▶ [Given task]:
Can you echo back each of the items below, line for line, without altering a single character?
** START OF Input rows **
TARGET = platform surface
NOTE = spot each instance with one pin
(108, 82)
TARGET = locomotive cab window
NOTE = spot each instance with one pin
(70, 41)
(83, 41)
** END OF Input rows **
▶ [Response to this task]:
TARGET = platform surface
NOTE = spot each instance with one pin
(108, 82)
TARGET = locomotive cab window
NOTE = spot each instance with one pin
(70, 41)
(83, 41)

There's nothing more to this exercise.